### QUESTIONS
1 – In the passage on the advisory committee panel's review of the Shield test, what was the panel's vote on whether there is reasonable assurance that Shield is effective?
2 – Pick up the passage on the Shield colorectal cancer screening test after its final sentence and carry it forward.

### PASSAGE PROVIDED
=== Section Start ===
Advisory Committee Panel on the Shield Test

The advisory committee panel members voted on three questions regarding the use of Shield in patients who meet the criteria specified in the proposed indication. They voted eight to one favorably that there is reasonable assurance Shield is safe, six to three favorably that there is reasonable assurance Shield is effective, and seven to two favorably that the benefits of Shield outweigh its risks.

Scope of Colorectal Cancer

Colorectal cancer is the second-leading cause of cancer-related deaths in the U.S.(2) yet has a 91% five-year survival rate when caught at stage I (localized).(3) Despite this, one out of three eligible Americans – 50 million people – are not being screened for CRC.(4) Current primary non-invasive screening options include stool-based tests which have proven efficacy in detecting CRC; however, studies have consistently found that barriers such as handling stool and challenges performing the test impact adherence.(5,6,7,8) Shield offers patients a choice that can be completed with a simple blood draw during a routine office visit, the company says.

“Sadly, 76% of deaths caused by colorectal cancer occur in individuals who are not up to date with their screening,”(9) says Daniel Chung, MD, gastroenterologist at Massachusetts General Hospital and Professor of Medicine at Harvard Medical School. “Clinical evidence and CRC screening guidelines acknowledge the value of offering choice to individuals at average risk for CRC and highlight the role of patient preference in test selection and CRC screening completion.”

The panel’s recommendation is based on Guardant’s premarket approval (PMA) application for Shield, including the results of the ECLIPSE study evaluating the performance of the test for detecting CRC in average-risk adults. Results from the study, published in the March 2024 issue of The New England Journal of Medicine, showed that Shield demonstrated 83% sensitivity for the detection of CRC, with 90% specificity for advanced neoplasia. This performance is within range of existing stool-based tests used as primary CRC screening options, in which overall sensitivity ranges from 67% to 92%.(10)
=== Section End ===
### AVAILABLE DATA
=== Section Start ===
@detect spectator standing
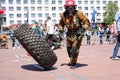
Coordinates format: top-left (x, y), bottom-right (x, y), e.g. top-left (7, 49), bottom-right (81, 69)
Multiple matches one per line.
top-left (98, 24), bottom-right (104, 45)
top-left (85, 29), bottom-right (92, 45)
top-left (46, 17), bottom-right (54, 42)
top-left (8, 26), bottom-right (15, 49)
top-left (112, 11), bottom-right (120, 60)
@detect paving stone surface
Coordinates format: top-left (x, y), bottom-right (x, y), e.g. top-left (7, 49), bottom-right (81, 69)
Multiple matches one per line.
top-left (0, 41), bottom-right (120, 80)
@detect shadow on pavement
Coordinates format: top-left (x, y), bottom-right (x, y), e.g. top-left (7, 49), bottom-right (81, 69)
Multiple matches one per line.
top-left (61, 63), bottom-right (88, 68)
top-left (21, 64), bottom-right (57, 71)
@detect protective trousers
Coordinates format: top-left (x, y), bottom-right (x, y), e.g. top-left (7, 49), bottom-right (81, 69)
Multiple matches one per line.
top-left (67, 35), bottom-right (83, 65)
=== Section End ===
### ANSWERS FOR THE TASKS
1 – Six to three in favor.

2 –
  1. The Shield test meets performance requirements for Medicare coverage under NCD 210.3.
  2. American Cancer Society. Key Statistics for Colorectal Cancer. Accessed online May 21, 2024.
  3. American Cancer Society. Survival Rates for Colorectal Cancer. Accessed online May 21, 2024.
  4. National Colorectal Cancer Roundtable. 80% in Every Community. Accessed May 21, 2024.
  5. Raymond V, Foster G, Hong Y et al. Implementation of Blood-Based Colorectal Cancer Screening: Real-World Clinical Experience. ACG 2023 Annual Scientific Meeting Abstracts. Vancouver, BC, Canada: American College of Gastroenterology.
  6. Denberg TD, Melhado TV, Coombes JM, et al. Predictors of Nonadherence to Screening Colonoscopy. J Gen Intern Med. 2005;20(11):989-995.
  7. Gellad ZF, Stechuchak KM, Fisher DA, et al. Longitudinal Adherence to Fecal Occult Blood Testing Impacts Colorectal Cancer Screening Quality. Am J Gastroenterol. 2011;106(6):1125-1134.
  8. Inadomi JM, Vijan S, Janz NK, et al. Adherence to Colorectal Cancer Screening: A Randomized Clinical Trial of Competing Strategies. Arch Intern Med. 2012;172(7):575-582.
  9. Doubeni, CA, et al. Modifiable Failures in the Colorectal Cancer Screening Process and Their Association with Risk of Death. Gastroenterology. 2019 Jan; 156(1): 63–74.e6.